PAGE EXCERPT:

————————

🤖 AI Summary
This work addresses the challenges of six-degree-of-freedom endoscopic localization in real-world clinical settings—namely, data scarcity, the difficulty of fine-grained pose regression, and high computational latency in temporal modeling—by introducing BREATH, the largest in vivo bronchoscopic localization dataset to date, and the BREATH-VL framework. BREATH-VL uniquely integrates the semantic understanding of vision-language models with geometric constraints from visual registration, and incorporates a lightweight temporal context learning mechanism that encodes motion history into language prompts for efficient temporal inference. Experimental results demonstrate that the proposed method significantly outperforms existing purely visual approaches while maintaining low computational latency, achieving a 25.5% reduction in translation error and exhibiting superior accuracy and generalization capability.
📝 Abstract
Vision-language models (VLMs) have recently shown remarkable performance in navigation and localization tasks by leveraging large-scale pretraining for semantic understanding. However, applying VLMs to 6-DoF endoscopic camera localization presents several challenges: 1) the lack of large-scale, high-quality, densely annotated, and localization-oriented vision-language datasets in real-world medical settings; 2) limited capability for fine-grained pose regression; and 3) high computational latency when extracting temporal features from past frames. To address these issues, we first construct BREATH dataset, the largest in-vivo endoscopic localization dataset to date, collected in the complex human airway. Building on this dataset, we propose BREATH-VL, a hybrid framework that integrates semantic cues from VLMs with geometric information from vision-based registration methods for accurate 6-DoF pose estimation. Our motivation lies in the complementary strengths of both approaches: VLMs offer generalizable semantic understanding, while registration methods provide precise geometric alignment. To further enhance the VLM's ability to capture temporal context, we introduce a lightweight context-learning mechanism that encodes motion history as linguistic prompts, enabling efficient temporal reasoning without expensive video-level computation. Extensive experiments demonstrate that the vision-language module delivers robust semantic localization in challenging surgical scenes. Building on this, our BREATH-VL outperforms state-of-the-art vision-only localization methods in both accuracy and generalization, reducing translational error by 25.5% compared with the best-performing baseline, while achieving competitive computational latency.

————————

DATASET EXCERPTS:
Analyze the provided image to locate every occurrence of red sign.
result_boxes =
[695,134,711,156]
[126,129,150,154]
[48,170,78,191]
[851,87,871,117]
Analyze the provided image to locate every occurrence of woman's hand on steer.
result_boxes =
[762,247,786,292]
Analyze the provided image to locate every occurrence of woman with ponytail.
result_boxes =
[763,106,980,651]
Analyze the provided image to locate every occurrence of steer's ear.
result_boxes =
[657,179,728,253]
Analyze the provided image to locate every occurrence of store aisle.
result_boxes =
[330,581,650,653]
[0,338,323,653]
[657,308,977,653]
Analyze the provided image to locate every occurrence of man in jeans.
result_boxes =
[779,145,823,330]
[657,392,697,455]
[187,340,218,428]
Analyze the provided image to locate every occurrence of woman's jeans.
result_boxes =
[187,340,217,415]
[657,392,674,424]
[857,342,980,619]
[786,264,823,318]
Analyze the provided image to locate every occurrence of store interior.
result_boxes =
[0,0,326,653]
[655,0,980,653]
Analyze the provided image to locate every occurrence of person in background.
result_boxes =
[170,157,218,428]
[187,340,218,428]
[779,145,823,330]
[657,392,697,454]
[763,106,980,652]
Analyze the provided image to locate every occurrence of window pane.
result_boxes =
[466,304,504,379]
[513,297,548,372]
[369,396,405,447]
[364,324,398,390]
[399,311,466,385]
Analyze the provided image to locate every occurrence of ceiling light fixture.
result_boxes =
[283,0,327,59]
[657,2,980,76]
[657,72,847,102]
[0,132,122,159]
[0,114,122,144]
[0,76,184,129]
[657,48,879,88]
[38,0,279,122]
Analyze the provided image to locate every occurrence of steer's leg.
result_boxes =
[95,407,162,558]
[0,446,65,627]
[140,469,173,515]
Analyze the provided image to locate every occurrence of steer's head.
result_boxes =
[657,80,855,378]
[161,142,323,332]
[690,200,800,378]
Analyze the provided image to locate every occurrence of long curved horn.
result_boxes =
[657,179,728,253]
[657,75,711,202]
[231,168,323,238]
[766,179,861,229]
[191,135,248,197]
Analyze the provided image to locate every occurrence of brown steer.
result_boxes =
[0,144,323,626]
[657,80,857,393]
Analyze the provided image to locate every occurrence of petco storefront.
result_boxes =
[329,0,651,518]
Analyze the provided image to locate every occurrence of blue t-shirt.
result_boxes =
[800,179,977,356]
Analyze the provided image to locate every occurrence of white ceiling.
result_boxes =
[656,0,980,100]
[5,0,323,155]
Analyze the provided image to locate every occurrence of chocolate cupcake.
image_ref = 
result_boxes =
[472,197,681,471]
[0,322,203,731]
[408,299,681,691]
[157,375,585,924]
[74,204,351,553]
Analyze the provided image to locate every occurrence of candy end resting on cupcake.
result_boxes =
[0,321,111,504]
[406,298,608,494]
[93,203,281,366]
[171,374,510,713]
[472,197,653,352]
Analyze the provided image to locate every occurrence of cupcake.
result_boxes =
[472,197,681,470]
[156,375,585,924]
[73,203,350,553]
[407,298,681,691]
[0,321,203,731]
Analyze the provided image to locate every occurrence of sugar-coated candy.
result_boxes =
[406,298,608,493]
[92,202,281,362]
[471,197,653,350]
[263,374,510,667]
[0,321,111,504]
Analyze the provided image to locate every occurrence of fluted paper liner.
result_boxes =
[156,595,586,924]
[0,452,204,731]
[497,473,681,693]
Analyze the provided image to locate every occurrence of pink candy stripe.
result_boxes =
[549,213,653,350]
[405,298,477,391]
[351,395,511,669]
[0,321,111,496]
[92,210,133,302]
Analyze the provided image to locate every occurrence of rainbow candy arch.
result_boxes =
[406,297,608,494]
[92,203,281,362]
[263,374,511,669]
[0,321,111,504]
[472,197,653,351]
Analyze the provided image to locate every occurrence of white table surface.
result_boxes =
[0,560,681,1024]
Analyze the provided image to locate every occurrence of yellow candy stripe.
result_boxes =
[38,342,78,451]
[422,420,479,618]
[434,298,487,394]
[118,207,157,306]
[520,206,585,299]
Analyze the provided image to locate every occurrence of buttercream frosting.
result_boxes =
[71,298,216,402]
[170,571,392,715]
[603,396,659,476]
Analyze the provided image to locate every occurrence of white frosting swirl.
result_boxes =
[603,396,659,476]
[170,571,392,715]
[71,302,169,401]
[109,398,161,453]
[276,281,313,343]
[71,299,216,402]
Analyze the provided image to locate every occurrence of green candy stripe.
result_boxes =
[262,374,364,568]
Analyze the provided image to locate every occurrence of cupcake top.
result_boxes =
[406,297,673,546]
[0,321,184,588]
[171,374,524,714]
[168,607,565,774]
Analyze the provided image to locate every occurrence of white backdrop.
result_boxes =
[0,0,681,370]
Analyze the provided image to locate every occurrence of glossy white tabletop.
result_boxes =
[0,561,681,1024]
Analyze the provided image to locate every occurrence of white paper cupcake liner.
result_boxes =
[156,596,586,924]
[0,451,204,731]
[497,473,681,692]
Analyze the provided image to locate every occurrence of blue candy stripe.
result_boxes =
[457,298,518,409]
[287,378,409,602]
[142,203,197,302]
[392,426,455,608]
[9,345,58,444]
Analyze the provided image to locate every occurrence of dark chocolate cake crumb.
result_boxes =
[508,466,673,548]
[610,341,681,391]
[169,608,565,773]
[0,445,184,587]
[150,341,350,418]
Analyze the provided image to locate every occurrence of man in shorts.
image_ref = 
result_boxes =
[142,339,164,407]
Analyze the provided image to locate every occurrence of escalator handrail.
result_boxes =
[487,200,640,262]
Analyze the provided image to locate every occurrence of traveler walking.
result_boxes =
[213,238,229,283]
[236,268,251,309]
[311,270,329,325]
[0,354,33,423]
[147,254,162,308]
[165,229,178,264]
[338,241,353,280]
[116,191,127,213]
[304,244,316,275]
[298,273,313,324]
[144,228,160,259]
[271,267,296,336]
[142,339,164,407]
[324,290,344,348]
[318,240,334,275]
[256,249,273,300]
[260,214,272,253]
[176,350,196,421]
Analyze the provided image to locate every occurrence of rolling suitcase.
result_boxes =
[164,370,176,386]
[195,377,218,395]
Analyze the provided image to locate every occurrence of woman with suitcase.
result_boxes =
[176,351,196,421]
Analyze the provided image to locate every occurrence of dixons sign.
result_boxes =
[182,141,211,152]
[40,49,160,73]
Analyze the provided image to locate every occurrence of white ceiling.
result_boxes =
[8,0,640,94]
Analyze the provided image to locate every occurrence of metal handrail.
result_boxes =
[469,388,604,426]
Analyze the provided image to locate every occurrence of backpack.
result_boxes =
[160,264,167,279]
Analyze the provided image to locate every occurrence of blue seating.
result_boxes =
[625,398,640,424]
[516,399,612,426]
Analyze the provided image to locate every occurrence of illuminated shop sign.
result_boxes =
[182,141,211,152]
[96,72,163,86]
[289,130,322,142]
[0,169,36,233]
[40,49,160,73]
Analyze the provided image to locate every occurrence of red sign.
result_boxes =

————————

TASK STATEMENT:
Print the whole page excerpt on the BREATH-VL bronchoscopic localization work again, word for word.

TASK RESULT:
🤖 AI Summary
This work addresses the challenges of six-degree-of-freedom endoscopic localization in real-world clinical settings—namely, data scarcity, the difficulty of fine-grained pose regression, and high computational latency in temporal modeling—by introducing BREATH, the largest in vivo bronchoscopic localization dataset to date, and the BREATH-VL framework. BREATH-VL uniquely integrates the semantic understanding of vision-language models with geometric constraints from visual registration, and incorporates a lightweight temporal context learning mechanism that encodes motion history into language prompts for efficient temporal inference. Experimental results demonstrate that the proposed method significantly outperforms existing purely visual approaches while maintaining low computational latency, achieving a 25.5% reduction in translation error and exhibiting superior accuracy and generalization capability.
📝 Abstract
Vision-language models (VLMs) have recently shown remarkable performance in navigation and localization tasks by leveraging large-scale pretraining for semantic understanding. However, applying VLMs to 6-DoF endoscopic camera localization presents several challenges: 1) the lack of large-scale, high-quality, densely annotated, and localization-oriented vision-language datasets in real-world medical settings; 2) limited capability for fine-grained pose regression; and 3) high computational latency when extracting temporal features from past frames. To address these issues, we first construct BREATH dataset, the largest in-vivo endoscopic localization dataset to date, collected in the complex human airway. Building on this dataset, we propose BREATH-VL, a hybrid framework that integrates semantic cues from VLMs with geometric information from vision-based registration methods for accurate 6-DoF pose estimation. Our motivation lies in the complementary strengths of both approaches: VLMs offer generalizable semantic understanding, while registration methods provide precise geometric alignment. To further enhance the VLM's ability to capture temporal context, we introduce a lightweight context-learning mechanism that encodes motion history as linguistic prompts, enabling efficient temporal reasoning without expensive video-level computation. Extensive experiments demonstrate that the vision-language module delivers robust semantic localization in challenging surgical scenes. Building on this, our BREATH-VL outperforms state-of-the-art vision-only localization methods in both accuracy and generalization, reducing translational error by 25.5% compared with the best-performing baseline, while achieving competitive computational latency.